Задание 1: Пожалуйста, ответьте по тексту о Лермонтове: в какой день П. А. Висковатов навестил А. А. Краевского?
Задание 2: Посчитайте, в скольких строках записей встречается слово «goalpost» с учетом регистра. В ответе дайте только число.

=== Текст ===

— Ну что? Годится? Рассказ известен, но сейчас следует обновить его в памяти. «— Еще бы, дивная вещь! — отвечал г. Краевский, — превосходно; но тут есть в одном стихе маленький грамматический промах, неправильность.
— Что такое? — спросил с беспокойством Лермонтов.
— „Из пламя и света рожденное слово…“ — это неправильно, не так, — возразил г. Краевский, — по-настоящему, по грамматике, надо сказать из пламени и света…
— Да если этот пламень не укладывается в стих? Это вздор, ничего, — ведь поэты позволяют себе разные поэтические вольности — и у Пушкина их много… Однако… (Лермонтов на минуту задумался)… дай-ка я попробую переделать этот стих.
Он взял листок со стихами, подошел к высокому столу с выемкой, обмакнул перо и задумался… Прошло минут пять. Мы молчали. Наконец Лермонтов бросил с досадой перо и сказал:
— Нет, ничего не идет в голову. Печатай так, как есть. Сойдет с рук…»
[882]
Много лет спустя, 16 августа 1878 года, А. А. Краевского в его квартире на углу Литейного и Бассейной навестил П. А. Висковатов, собиравший материалы для биографии Лермонтова. Краевский вспомнил тогда этот случай. Висковатов его рассказ записал.
«Лермонтов волочился за Соломирской, и волочился долго. Раз утром будит меня в 7 часов. Горничная говорит, что Л<ермонтов> приехал, я вскакиваю, п<отому> ч<то> даром же не приедет человек из Царского Села, ведь не по ж<елезной> д<ороге>. Накинул халат и выхожу к нему в кабинет: „Мих<аил> Ю<рьевич>, что с тобой случилось?“ Ничего! Вот уж подл<инно> „счастлив в любви, несчастлив в картах“. Вчера наконец удалось дело с Соломирской. Прихожу домой, сел с товарищами играть в карты и проиграл, брат, все. Денег нет ни гроша. Предлагаю им тетрадь своих стихов, никто копейки ставить на карту не хочет. Да оно и справедливо. А кстати, вот тебе новое стихотворение.

=== Предоставленные записи ===

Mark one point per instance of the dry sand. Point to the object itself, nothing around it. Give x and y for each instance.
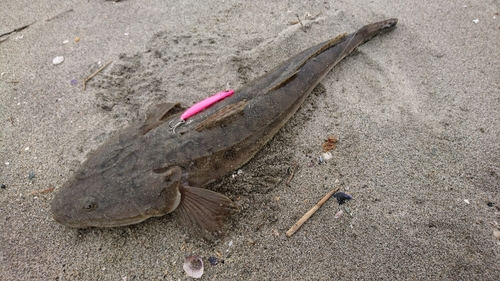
(416, 112)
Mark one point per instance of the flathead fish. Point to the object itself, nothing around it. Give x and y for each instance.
(148, 170)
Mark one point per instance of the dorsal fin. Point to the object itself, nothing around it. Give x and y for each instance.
(158, 115)
(223, 117)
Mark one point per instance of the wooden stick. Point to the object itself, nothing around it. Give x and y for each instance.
(291, 174)
(16, 30)
(309, 213)
(94, 74)
(60, 14)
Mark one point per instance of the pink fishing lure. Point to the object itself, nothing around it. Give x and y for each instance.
(206, 103)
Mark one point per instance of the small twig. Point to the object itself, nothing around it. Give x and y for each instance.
(16, 30)
(60, 14)
(47, 190)
(309, 213)
(94, 74)
(291, 174)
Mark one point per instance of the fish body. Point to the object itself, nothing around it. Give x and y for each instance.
(148, 170)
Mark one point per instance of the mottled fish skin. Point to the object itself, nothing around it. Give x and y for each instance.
(147, 170)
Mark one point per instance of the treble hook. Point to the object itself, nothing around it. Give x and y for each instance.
(179, 122)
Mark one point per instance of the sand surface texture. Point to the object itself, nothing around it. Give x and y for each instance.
(416, 112)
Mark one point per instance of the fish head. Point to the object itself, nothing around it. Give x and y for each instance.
(117, 196)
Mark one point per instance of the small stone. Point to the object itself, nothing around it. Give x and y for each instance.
(58, 60)
(342, 197)
(339, 214)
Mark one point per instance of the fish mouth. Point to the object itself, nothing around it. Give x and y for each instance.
(97, 223)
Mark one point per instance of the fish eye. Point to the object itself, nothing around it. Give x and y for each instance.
(89, 204)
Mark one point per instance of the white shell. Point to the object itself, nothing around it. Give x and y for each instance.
(58, 60)
(193, 266)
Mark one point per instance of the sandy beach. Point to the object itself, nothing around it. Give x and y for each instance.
(416, 112)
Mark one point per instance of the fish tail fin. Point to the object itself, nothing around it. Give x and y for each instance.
(204, 209)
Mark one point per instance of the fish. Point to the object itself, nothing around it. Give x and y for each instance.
(149, 170)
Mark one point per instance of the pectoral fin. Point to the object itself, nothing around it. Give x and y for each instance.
(204, 209)
(159, 114)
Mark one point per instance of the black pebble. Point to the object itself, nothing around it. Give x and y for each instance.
(342, 197)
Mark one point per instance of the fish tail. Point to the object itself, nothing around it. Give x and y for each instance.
(371, 30)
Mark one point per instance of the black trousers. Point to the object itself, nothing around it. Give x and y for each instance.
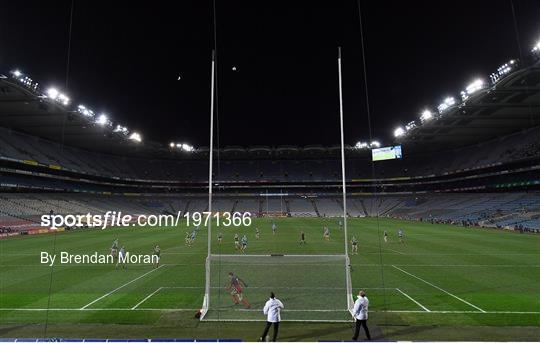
(267, 327)
(362, 323)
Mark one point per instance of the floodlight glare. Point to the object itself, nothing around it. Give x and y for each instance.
(447, 103)
(187, 147)
(536, 47)
(63, 99)
(135, 137)
(52, 93)
(375, 144)
(398, 132)
(102, 119)
(426, 115)
(361, 145)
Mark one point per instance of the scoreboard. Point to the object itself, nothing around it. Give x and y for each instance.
(386, 153)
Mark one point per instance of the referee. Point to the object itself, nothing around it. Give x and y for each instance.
(360, 314)
(272, 310)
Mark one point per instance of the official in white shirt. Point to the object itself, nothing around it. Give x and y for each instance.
(272, 310)
(360, 313)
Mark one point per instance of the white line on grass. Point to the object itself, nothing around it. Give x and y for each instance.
(439, 288)
(416, 302)
(118, 288)
(384, 248)
(196, 309)
(148, 297)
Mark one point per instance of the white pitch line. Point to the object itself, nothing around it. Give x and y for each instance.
(196, 309)
(283, 320)
(411, 298)
(439, 288)
(116, 289)
(148, 297)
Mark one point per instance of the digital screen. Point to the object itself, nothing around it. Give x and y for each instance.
(386, 153)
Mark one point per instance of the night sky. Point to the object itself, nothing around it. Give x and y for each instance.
(126, 57)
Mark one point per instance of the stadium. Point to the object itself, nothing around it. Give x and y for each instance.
(444, 209)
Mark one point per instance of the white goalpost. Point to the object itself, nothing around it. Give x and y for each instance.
(206, 300)
(313, 287)
(350, 301)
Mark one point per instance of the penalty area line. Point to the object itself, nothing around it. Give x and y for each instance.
(147, 297)
(118, 288)
(196, 309)
(411, 298)
(439, 288)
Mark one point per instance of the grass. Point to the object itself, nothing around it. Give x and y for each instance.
(444, 283)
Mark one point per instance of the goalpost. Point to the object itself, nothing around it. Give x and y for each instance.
(313, 287)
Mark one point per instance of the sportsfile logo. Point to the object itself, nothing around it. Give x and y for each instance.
(109, 219)
(119, 219)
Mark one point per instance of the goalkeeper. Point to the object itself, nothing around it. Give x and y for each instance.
(236, 287)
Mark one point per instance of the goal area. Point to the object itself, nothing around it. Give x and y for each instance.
(311, 287)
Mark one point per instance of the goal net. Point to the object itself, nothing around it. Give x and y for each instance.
(311, 287)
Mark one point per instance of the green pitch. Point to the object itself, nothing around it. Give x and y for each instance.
(443, 282)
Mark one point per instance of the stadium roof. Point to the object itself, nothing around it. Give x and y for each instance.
(511, 105)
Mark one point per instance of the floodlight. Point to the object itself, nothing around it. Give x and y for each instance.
(361, 145)
(398, 132)
(187, 147)
(63, 99)
(426, 115)
(135, 137)
(102, 119)
(52, 93)
(411, 125)
(536, 47)
(447, 103)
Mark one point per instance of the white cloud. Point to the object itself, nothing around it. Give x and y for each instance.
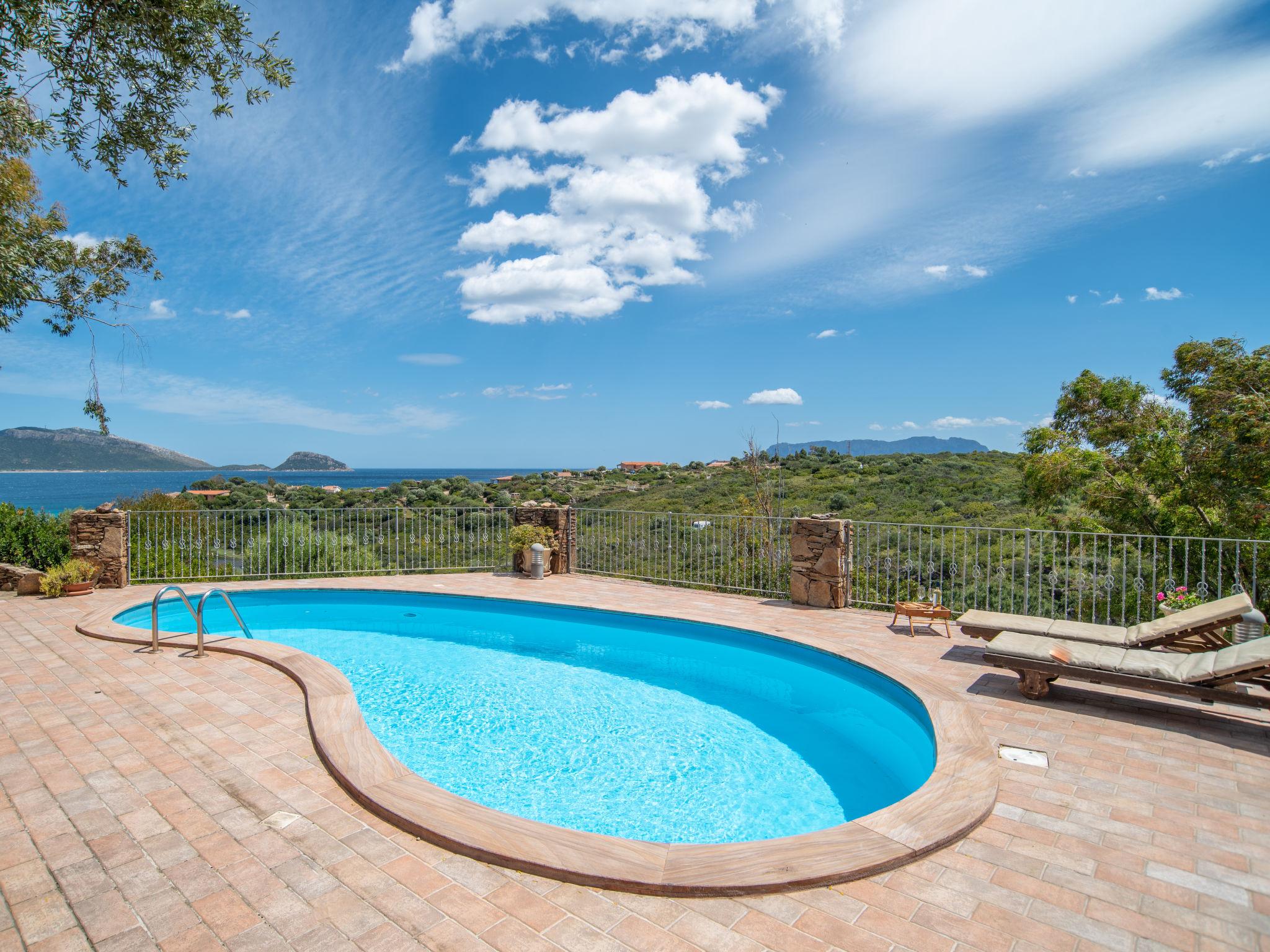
(440, 29)
(780, 395)
(431, 359)
(625, 208)
(158, 310)
(1225, 159)
(517, 391)
(83, 240)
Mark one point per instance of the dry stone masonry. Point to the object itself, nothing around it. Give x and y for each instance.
(102, 539)
(562, 521)
(818, 547)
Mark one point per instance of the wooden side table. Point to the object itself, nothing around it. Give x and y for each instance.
(928, 611)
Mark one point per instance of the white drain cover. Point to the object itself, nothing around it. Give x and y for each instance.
(1023, 756)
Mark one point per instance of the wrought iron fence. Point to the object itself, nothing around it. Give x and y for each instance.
(271, 544)
(729, 552)
(1095, 576)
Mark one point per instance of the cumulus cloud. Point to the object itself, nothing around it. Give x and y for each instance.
(626, 198)
(431, 359)
(780, 395)
(438, 29)
(158, 310)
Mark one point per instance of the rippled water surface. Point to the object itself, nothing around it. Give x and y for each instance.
(606, 723)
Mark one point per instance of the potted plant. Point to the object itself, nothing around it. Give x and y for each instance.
(74, 576)
(525, 536)
(1176, 601)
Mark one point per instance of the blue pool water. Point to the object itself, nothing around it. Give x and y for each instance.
(601, 721)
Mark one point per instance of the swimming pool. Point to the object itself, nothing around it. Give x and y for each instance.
(605, 723)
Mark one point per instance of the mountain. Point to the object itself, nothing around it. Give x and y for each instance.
(75, 448)
(882, 447)
(310, 462)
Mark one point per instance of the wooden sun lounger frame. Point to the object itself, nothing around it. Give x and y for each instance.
(1204, 637)
(1036, 678)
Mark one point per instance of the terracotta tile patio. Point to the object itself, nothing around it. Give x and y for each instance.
(141, 801)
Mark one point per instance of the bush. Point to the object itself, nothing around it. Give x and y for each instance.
(31, 539)
(525, 536)
(69, 573)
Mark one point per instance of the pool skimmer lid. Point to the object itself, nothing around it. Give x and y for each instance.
(1023, 756)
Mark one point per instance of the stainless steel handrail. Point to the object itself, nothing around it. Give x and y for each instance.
(154, 614)
(198, 617)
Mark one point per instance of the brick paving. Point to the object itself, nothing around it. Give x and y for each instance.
(140, 796)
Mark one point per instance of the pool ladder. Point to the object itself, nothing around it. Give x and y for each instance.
(196, 612)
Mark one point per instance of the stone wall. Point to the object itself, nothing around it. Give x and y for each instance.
(20, 579)
(562, 521)
(102, 539)
(818, 549)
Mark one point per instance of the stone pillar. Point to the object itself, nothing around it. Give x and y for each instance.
(562, 521)
(102, 539)
(818, 549)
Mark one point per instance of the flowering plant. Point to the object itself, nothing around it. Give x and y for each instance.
(1178, 599)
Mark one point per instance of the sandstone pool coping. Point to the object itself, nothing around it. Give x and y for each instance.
(958, 796)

===

Правильный ответ 1: 16 августа 1878 года.

Правильный ответ 2: 2